**Exercise aim:** An exact transcription of all the data is required; the pictures are to be left out.

**Material for this exercise:**
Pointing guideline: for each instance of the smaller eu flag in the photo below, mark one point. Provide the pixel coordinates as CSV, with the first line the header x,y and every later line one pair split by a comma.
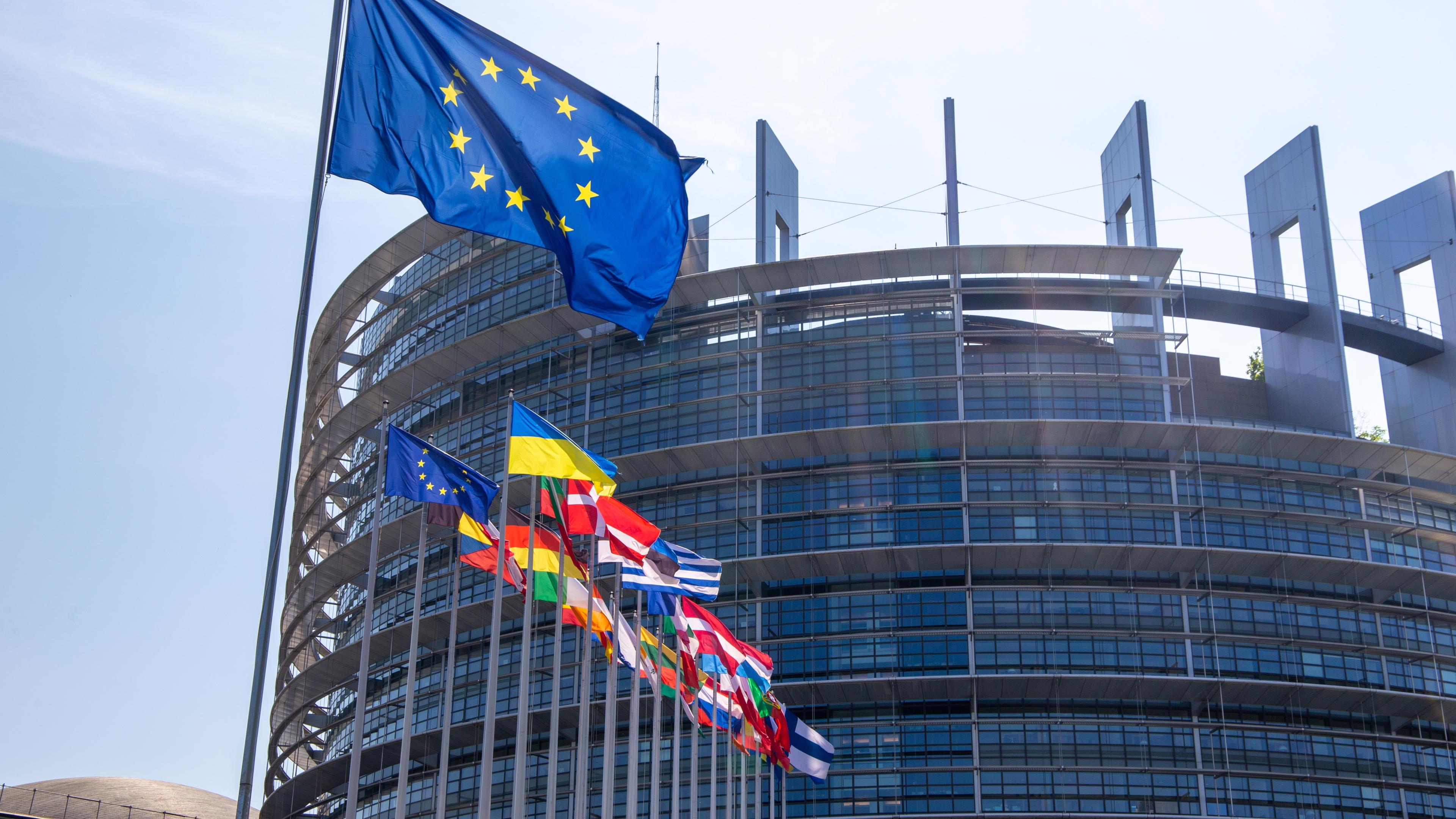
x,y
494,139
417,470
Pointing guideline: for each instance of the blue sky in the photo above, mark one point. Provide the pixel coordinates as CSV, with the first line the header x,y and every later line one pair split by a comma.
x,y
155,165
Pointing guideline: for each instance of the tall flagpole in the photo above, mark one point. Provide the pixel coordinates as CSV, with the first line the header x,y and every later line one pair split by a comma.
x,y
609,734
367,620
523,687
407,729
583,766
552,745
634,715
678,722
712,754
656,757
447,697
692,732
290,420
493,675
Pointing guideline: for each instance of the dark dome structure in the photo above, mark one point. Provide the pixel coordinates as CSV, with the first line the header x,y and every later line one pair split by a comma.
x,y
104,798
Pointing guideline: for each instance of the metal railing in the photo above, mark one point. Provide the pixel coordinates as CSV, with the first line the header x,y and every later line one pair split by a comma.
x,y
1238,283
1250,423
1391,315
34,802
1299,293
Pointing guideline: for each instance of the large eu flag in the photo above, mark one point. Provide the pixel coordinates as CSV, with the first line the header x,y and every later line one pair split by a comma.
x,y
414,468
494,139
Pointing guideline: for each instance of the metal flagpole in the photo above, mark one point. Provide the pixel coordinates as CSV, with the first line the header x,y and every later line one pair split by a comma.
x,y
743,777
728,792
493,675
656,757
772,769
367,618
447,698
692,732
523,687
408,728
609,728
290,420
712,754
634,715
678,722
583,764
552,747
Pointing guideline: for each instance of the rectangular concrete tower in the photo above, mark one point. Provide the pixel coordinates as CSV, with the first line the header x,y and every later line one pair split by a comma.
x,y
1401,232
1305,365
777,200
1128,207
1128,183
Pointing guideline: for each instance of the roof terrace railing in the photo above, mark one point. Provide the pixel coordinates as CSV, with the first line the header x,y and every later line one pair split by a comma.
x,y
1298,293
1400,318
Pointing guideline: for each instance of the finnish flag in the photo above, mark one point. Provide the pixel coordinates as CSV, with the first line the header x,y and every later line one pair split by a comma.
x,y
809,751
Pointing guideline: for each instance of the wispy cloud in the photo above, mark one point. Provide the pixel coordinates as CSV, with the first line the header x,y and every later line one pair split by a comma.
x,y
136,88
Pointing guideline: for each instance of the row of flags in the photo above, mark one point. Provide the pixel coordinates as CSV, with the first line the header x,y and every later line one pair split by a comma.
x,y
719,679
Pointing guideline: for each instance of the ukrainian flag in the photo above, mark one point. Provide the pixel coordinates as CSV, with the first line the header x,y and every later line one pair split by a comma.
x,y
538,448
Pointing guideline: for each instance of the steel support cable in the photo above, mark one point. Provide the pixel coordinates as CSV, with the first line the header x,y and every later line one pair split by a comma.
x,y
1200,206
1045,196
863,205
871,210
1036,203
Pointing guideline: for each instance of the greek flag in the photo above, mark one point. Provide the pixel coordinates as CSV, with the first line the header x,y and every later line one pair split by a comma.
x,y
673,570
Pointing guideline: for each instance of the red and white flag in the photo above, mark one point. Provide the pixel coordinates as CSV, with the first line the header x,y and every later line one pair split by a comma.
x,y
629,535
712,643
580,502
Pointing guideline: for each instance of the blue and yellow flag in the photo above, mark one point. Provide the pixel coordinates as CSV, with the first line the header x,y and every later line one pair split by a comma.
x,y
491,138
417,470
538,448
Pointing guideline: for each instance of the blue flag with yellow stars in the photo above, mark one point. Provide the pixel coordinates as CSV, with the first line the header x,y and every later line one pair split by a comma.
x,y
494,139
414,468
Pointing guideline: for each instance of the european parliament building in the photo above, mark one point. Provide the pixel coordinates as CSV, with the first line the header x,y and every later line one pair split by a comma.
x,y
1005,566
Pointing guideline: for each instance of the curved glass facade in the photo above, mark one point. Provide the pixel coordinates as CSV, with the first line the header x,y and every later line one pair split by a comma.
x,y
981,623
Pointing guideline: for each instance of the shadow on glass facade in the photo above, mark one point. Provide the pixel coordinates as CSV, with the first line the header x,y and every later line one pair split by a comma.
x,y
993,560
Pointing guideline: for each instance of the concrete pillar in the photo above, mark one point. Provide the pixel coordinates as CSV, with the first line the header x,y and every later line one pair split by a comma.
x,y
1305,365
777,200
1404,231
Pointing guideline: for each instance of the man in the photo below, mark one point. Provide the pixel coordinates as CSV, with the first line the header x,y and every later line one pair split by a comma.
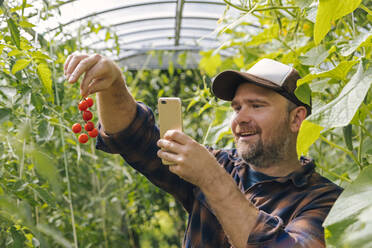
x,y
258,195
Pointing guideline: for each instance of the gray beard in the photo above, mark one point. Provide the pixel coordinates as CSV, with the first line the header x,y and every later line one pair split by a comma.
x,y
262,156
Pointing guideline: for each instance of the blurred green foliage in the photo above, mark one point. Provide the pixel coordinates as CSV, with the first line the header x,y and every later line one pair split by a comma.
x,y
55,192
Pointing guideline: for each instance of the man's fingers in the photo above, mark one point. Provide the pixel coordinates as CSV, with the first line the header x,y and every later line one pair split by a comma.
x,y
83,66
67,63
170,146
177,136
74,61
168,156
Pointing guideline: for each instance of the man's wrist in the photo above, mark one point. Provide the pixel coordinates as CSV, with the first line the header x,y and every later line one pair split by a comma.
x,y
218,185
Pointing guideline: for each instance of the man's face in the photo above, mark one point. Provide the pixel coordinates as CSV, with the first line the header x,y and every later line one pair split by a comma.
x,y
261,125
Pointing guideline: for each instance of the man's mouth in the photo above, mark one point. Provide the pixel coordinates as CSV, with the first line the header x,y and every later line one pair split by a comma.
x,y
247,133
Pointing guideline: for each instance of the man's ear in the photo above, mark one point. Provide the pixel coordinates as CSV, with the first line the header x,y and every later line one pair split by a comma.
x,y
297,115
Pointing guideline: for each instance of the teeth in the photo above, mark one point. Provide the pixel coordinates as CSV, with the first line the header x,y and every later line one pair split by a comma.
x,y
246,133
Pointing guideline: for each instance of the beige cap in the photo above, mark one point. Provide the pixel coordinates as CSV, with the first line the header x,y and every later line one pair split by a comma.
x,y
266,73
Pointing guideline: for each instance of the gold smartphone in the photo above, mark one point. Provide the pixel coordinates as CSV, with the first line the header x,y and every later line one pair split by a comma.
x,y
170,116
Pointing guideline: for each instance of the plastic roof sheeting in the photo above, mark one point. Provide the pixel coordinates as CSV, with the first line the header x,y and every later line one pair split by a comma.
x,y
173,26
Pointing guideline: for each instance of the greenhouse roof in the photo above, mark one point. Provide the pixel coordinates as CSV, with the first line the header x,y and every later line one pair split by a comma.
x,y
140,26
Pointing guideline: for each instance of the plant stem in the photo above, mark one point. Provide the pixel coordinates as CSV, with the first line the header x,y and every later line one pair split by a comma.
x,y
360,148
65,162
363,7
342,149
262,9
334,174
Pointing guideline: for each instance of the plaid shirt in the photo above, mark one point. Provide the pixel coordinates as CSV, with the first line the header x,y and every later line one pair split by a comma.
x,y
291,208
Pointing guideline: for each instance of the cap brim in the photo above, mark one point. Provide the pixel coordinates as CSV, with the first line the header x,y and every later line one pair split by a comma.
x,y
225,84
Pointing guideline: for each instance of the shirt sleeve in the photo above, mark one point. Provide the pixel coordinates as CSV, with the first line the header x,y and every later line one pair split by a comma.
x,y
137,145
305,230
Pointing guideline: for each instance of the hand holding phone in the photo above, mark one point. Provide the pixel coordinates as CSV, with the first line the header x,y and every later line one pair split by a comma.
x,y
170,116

**Response box:**
Pointing guideline: for each instance of the smaller eu flag in the photo below, mark one point. Provide the pixel coordinates as CSV, with the first line the header x,y and every later line one pair split by a comma.
x,y
494,139
417,470
Pointing guideline: for each instance of the blue sky in the photo above, mark one point. Provide the pixel coordinates as CSV, with the first line the header x,y and every later line one pair split by a comma.
x,y
155,165
Pointing guideline: for each instance of the tall flagpole in the photo above, mark one point. Provide the pixel coordinates as CSV, with the first line the header x,y and every later line one pair split by a comma.
x,y
609,734
367,620
523,687
407,729
583,766
552,745
634,715
678,722
712,754
656,757
447,697
692,732
290,420
493,675
Pointing guideline: for each instance of the dark dome structure in the photo above, mark one point. Provide the pixel coordinates as CSV, with the first line the header x,y and every later line one pair split by a comma.
x,y
104,798
Pointing guideline: for each instance of the metal railing in the photo above, mark one point. Provide the pixel coordinates as CSV, with the first line the header x,y and every later line one pair split by a comma.
x,y
1238,283
1250,423
1391,315
34,802
1299,293
Pointing guideline: for each instance of the large eu flag in the photo above, mark one point. Provide the pixel coordinates as CSV, with the first line the header x,y and every later line one pair split by a comma.
x,y
414,468
494,139
Pointing guideline: for each instance of the metal flagpole in the photo above, mark one point. Provide the pixel coordinates as CSV, with the first line the header x,y and every later line one pair split by a comma.
x,y
743,777
728,792
493,675
656,757
772,769
367,618
447,698
692,732
523,687
408,728
609,728
290,420
712,754
634,715
678,722
583,764
552,747
Pointing guideline: for each instance of the rectangular concrete tower in the photo above, mark one point. Provide the pixel coordinates as CSV, with the first line the header x,y and every later line one pair split by a comma.
x,y
1401,232
1305,365
777,200
1128,207
1128,183
Pointing guideline: for each instance of the roof terrace railing in the photo above, mark one point. Provide the pixel coordinates as CSV, with the first line the header x,y and every later line one pair split by a comma.
x,y
1298,293
1400,318
Pointing guideline: for each instance of the finnish flag in the photo above, mark one point. Provide the pixel coordinates as CSV, with the first line the header x,y and every later line one pair split by a comma.
x,y
809,751
Pointing guideline: for each instance of the wispy cloud in the photo above, mark one point. Provide the pixel coordinates as CSV, with the first line the header x,y and every later line one pair split by a comma.
x,y
136,88
Pointing guideline: for each instance of the row of flags in the photo above, mark one point. Provide the pixel coordinates as CSV, with the first line the header x,y and every later line one pair split by a comma.
x,y
719,679
Pointing guideline: for each instance of the ukrainian flag in the photo above, mark one point. Provide the pixel coordinates as CSV, with the first line the header x,y and every later line one pair split by a comma.
x,y
538,448
Pointing guideline: for each instance of the steel support cable in the photo above, mark one point. Provide the pixel coordinates as CSV, with the first line the header x,y and every later line one pair split by a comma.
x,y
1200,206
1045,196
863,205
871,210
1036,203
Pointing guideline: for each instance of the greek flag in the photo above, mark one point. Provide the pixel coordinates as CSV, with the first line the header x,y and every later line one pair split by a comma.
x,y
673,570
Pointing guideline: for each instance of the red and white flag in the photo above, mark one point. Provide the pixel coordinates as CSV, with the first line the header x,y and every later line one pair split by a comma.
x,y
629,535
712,643
580,502
Pointing guideline: for each instance of the blue and yellow flag in the photo above, mark one point. Provide the pixel coordinates as CSV, with the first line the header x,y and every later line one pair split by a comma.
x,y
491,138
417,470
538,448
Pointing guideline: for each instance of the blue flag with yellow stars in the photo above, mark one point. Provide the pixel coordinates as CSV, with the first line the header x,y and every later line one pair split by a comma.
x,y
494,139
414,468
Pointing guideline: for each instance of the european parliament building in the photo above, mark one point. Provide the pixel coordinates as CSV, with the first line the header x,y and every later line one pair split by a comma.
x,y
1005,566
Pointing guideline: for each instance of the curved glass facade in the photo above, mark one point. Provide the pixel coordinates as CSV, with the first line the header x,y and every later line one pair split by a comma.
x,y
981,623
Pointing guideline: for each instance of the shadow on glass facade in the photo above, mark one point. Provide the pixel coordinates as CSV, with the first line the header x,y and every later line one pair split by a comma.
x,y
993,560
Pointing guideline: for each instance of the concrete pillar in the photo above, mark one point. Provide the pixel coordinates as CSV, with the first line the header x,y and every later line one pair split by a comma.
x,y
1305,365
777,200
1404,231
Pointing guideline: for each instance of the man in the photo below, mark one point. Provide the pixel coordinates as CSV, with the first line the header x,y and every later line one pair split by a comma.
x,y
258,195
Pointing guideline: for each instance of the gray beard in the photo above, mark one point. Provide the pixel coordinates as CSV, with the first line the header x,y and every later line one pair split by a comma.
x,y
262,156
Pointing guideline: for each instance of the blurred green foliage in the photo above, mark one point. Provide the pixel coordinates as CSV, with the first line the header x,y and every later line one pair split by a comma.
x,y
55,192
Pointing guideline: for each instance of the man's fingers in the photo above, mark one point. Provide the pixel coordinates as CSV, with the first line the header x,y and every later line one pair split by a comma.
x,y
83,66
67,63
170,146
177,136
74,61
168,156
Pointing guideline: for each instance of the man's wrist in the photo above, mark one point. Provide the pixel coordinates as CSV, with the first line the header x,y and every later line one pair split by a comma.
x,y
218,185
Pointing guideline: for each instance of the man's face in the photo above, mark one point. Provide the pixel coordinates as CSV, with the first line the header x,y and every later line one pair split by a comma.
x,y
261,125
Pointing guideline: for each instance of the man's mouth in the photo above, mark one point. Provide the pixel coordinates as CSV, with the first line the header x,y and every later line one pair split by a comma.
x,y
247,133
Pointing guideline: for each instance of the man's ear in the photo above, mark one point. Provide the pixel coordinates as CSV, with the first line the header x,y and every later line one pair split by a comma.
x,y
297,115
Pointing guideline: for each instance of the teeth in the photo above, mark one point. Provide the pixel coordinates as CSV, with the first line the header x,y and every later line one pair split by a comma.
x,y
246,133
Pointing guideline: for each instance of the beige cap in the photo above, mark one point. Provide the pixel coordinates as CSV, with the first line the header x,y and every later line one pair split by a comma.
x,y
266,73
Pointing guideline: for each instance of the gold smartphone in the photo above, mark one point. Provide the pixel coordinates as CSV, with the first line the header x,y and every later line one pair split by a comma.
x,y
170,116
Pointing guideline: for each instance of the plastic roof sheeting in the photo above, mark one point. Provide the pixel coordinates as CSV, with the first line the header x,y and every later line one pair split by a comma.
x,y
173,26
Pointing guideline: for each instance of the greenhouse roof in the photo above, mark one point. Provide the pixel coordinates as CSV, with the first line the header x,y and every later line one pair split by a comma.
x,y
140,26
Pointing guideline: for each instance of the plant stem in the photo above, mark one point. Provide the pixel coordinates as CSV, with the first line the header x,y and every later line one pair split by a comma.
x,y
360,148
65,162
363,7
342,149
262,9
334,174
Pointing guideline: for each instance of the plaid shirt in the photo above, mark one point. Provide the pixel coordinates as CSV, with the first line the header x,y and every later line one pair split by a comma.
x,y
291,208
Pointing guideline: for each instance of the cap brim in the photo above, mark one point. Provide the pixel coordinates as CSV, with the first line the header x,y and every later line one pair split by a comma.
x,y
225,84
Pointing guideline: for each instance of the shirt sleeve in the photo above, mark one point. Provide the pixel coordinates as CSV, with the first line the header x,y and every later line one pair split by a comma.
x,y
137,145
305,230
Pointing guideline: for each instance of the hand holding phone in the photo above, mark one point. Provide the pixel coordinates as CSV, with the first line the header x,y and every later line one pair split by a comma.
x,y
170,116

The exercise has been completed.